begin AVAILABLE DATA

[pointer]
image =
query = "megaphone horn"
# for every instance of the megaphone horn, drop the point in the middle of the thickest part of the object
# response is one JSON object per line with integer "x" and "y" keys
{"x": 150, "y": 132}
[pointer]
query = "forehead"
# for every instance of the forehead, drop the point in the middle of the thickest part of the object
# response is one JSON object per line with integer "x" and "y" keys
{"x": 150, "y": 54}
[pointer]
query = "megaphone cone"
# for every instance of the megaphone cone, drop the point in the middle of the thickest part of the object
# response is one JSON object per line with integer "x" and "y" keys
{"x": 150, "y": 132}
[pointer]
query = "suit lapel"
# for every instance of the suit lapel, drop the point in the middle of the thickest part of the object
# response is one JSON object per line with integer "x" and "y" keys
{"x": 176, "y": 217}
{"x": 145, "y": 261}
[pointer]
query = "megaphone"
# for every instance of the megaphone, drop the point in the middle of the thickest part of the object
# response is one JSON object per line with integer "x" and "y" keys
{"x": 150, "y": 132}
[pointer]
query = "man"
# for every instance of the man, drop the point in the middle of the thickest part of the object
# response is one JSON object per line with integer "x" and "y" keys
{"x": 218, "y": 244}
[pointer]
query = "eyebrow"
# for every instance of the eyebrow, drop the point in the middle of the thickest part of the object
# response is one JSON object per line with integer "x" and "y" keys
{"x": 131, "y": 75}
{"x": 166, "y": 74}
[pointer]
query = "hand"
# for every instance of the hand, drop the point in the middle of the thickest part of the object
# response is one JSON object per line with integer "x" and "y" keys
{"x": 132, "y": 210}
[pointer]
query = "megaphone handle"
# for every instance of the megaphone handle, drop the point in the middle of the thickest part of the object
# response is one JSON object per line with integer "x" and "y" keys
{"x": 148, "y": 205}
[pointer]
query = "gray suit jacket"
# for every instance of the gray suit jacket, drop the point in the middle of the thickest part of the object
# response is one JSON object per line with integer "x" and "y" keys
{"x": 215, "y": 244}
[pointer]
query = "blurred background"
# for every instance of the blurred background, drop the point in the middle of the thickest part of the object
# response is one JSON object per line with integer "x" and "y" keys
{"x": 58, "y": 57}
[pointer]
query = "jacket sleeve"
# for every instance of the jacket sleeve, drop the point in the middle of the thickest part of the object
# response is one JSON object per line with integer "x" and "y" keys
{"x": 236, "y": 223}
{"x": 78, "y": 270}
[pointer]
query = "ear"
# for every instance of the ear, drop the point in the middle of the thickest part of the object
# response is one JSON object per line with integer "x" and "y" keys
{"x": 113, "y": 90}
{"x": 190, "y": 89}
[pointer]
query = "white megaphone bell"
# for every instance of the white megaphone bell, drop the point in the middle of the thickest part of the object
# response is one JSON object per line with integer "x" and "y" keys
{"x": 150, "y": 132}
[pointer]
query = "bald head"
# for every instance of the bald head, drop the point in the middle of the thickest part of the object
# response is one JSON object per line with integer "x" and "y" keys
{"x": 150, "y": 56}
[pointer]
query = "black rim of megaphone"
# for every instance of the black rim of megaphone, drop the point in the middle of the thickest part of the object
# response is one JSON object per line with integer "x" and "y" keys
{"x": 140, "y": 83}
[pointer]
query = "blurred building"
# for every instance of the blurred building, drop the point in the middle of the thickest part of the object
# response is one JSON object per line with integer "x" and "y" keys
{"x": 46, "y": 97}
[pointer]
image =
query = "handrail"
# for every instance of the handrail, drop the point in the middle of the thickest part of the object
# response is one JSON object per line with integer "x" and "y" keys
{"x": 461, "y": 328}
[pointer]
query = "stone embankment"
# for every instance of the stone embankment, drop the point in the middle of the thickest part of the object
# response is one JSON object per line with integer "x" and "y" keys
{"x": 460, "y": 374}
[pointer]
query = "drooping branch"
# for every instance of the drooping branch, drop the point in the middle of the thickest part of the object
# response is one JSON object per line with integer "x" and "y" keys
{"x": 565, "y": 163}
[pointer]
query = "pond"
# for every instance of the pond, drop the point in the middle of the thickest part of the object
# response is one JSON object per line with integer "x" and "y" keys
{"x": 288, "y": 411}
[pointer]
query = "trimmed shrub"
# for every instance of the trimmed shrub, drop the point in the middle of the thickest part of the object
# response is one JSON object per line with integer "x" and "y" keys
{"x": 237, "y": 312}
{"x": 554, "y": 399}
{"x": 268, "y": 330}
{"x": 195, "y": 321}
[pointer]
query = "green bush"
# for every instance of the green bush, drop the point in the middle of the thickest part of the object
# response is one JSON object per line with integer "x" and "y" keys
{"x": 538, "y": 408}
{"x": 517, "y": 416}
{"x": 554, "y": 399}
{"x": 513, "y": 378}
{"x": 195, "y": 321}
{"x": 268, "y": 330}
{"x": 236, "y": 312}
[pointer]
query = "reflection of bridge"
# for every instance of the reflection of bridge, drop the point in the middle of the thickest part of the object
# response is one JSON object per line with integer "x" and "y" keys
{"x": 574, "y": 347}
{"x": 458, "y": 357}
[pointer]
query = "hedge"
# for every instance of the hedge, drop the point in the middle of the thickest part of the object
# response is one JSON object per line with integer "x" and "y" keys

end AVAILABLE DATA

WHAT YOU HAVE TO DO:
Type the whole listing again, unaltered.

EXERCISE OUTPUT:
[pointer]
image =
query = "megaphone horn"
# for every instance of the megaphone horn, drop the point in the middle of the thickest part of the object
# response is one JSON object per line with integer "x" and "y" keys
{"x": 150, "y": 132}
[pointer]
query = "forehead"
# for every instance of the forehead, drop the point in the middle of the thickest part of the object
# response is one JSON object per line with integer "x" and "y" keys
{"x": 150, "y": 54}
[pointer]
query = "megaphone cone"
# for every instance of the megaphone cone, drop the point in the middle of the thickest part of the object
# response is one JSON object per line with integer "x" and "y" keys
{"x": 150, "y": 132}
[pointer]
query = "suit lapel"
# for every instance of the suit lapel, drop the point in the middle of the thickest part of the object
# response is one JSON object per line with integer "x" and "y" keys
{"x": 176, "y": 217}
{"x": 145, "y": 261}
[pointer]
query = "megaphone"
# for every instance of the megaphone, drop the point in the middle of the thickest part of the object
# response is one JSON object per line with integer "x" and "y" keys
{"x": 150, "y": 132}
[pointer]
query = "man"
# for every instance of the man, drop the point in the middle of the thickest part of the object
# response is one JSON object per line with integer "x" and "y" keys
{"x": 218, "y": 244}
[pointer]
query = "eyebrow"
# for every instance of the eyebrow, drop the point in the middle of the thickest part of the object
# response is one JSON object per line with integer "x" and "y" keys
{"x": 131, "y": 75}
{"x": 166, "y": 74}
[pointer]
query = "hand"
# for every instance of the hand, drop the point in the middle of the thickest part of the object
# response is one JSON object per line with integer "x" and "y" keys
{"x": 132, "y": 210}
[pointer]
query = "megaphone handle"
# for every instance of the megaphone handle, drop the point in the middle of the thickest part of the object
# response is one JSON object per line with integer "x" and "y" keys
{"x": 148, "y": 205}
[pointer]
query = "gray suit jacket"
# for every instance of the gray suit jacket, drop the point in the middle of the thickest part of the object
# response is one JSON object per line with integer "x" and "y" keys
{"x": 215, "y": 244}
[pointer]
query = "blurred background"
# for every instance of the blurred background, drop the point in the middle of the thickest part of the object
# response is one JSON object per line with integer "x" and "y" keys
{"x": 58, "y": 57}
[pointer]
query = "jacket sleeve"
# for every instance of the jacket sleeve, drop the point in the middle of the thickest part of the object
# response is one JSON object per line with integer "x" and "y" keys
{"x": 236, "y": 223}
{"x": 78, "y": 270}
[pointer]
query = "ear"
# for every instance of the ear, drop the point in the middle of the thickest part of the object
# response is one JSON object per line with integer "x" and "y" keys
{"x": 113, "y": 90}
{"x": 190, "y": 89}
[pointer]
query = "white megaphone bell"
# for every instance of the white megaphone bell, drop the point in the middle of the thickest part of the object
# response is one JSON object per line with integer "x" and "y" keys
{"x": 150, "y": 132}
[pointer]
query = "bald head"
# for every instance of the bald head, drop the point in the middle of the thickest part of the object
# response is one JSON object per line with integer "x" and "y" keys
{"x": 150, "y": 56}
[pointer]
query = "black rim of megaphone"
# for every instance of the black rim of megaphone, drop the point in the middle of the thickest part of the object
# response is one JSON object per line with integer "x" and "y" keys
{"x": 140, "y": 83}
[pointer]
query = "blurred building"
# for every instance of the blurred building, drop the point in the middle of the thickest part of the object
# response is one JSON object per line with integer "x" and "y" keys
{"x": 46, "y": 97}
[pointer]
image =
query = "handrail"
# for every instance of the handrail, drop the point in the middle of the thickest part of the object
# response is one JSON object per line with integer "x" and "y" keys
{"x": 461, "y": 328}
[pointer]
query = "stone embankment"
# for every instance of the stone embankment, drop the point in the middle of the thickest part of the object
# response is one JSON object per line with integer "x" and "y" keys
{"x": 460, "y": 374}
[pointer]
query = "drooping branch"
# for every instance of the drooping branch, drop the point in the middle of the thickest part of the object
# response is one JSON object per line with integer "x" and "y" keys
{"x": 565, "y": 163}
[pointer]
query = "pond"
# for every instance of the pond, drop the point in the middle of the thickest part of the object
# response is one JSON object per line with integer "x" and "y" keys
{"x": 288, "y": 411}
[pointer]
query = "trimmed shrub"
# for every instance of the trimmed shrub, drop the point in the middle of the thickest part of the object
# response is one JSON object per line with integer "x" and "y" keys
{"x": 237, "y": 312}
{"x": 554, "y": 399}
{"x": 268, "y": 330}
{"x": 195, "y": 321}
[pointer]
query = "green bush"
# for every instance of the green bush, drop the point in the middle of the thickest part of the object
# response is one JSON object per line with integer "x" and "y" keys
{"x": 538, "y": 408}
{"x": 517, "y": 416}
{"x": 554, "y": 399}
{"x": 513, "y": 378}
{"x": 195, "y": 321}
{"x": 268, "y": 330}
{"x": 236, "y": 312}
[pointer]
query = "reflection of bridge"
# for every instance of the reflection of bridge, drop the point in the middle of the thickest part of the object
# response is one JSON object per line with integer "x" and "y" keys
{"x": 574, "y": 347}
{"x": 458, "y": 357}
[pointer]
query = "hedge"
# for every instance of the hedge, drop the point in the middle of the thickest part of the object
# response is one JSON object per line with integer "x" and "y" keys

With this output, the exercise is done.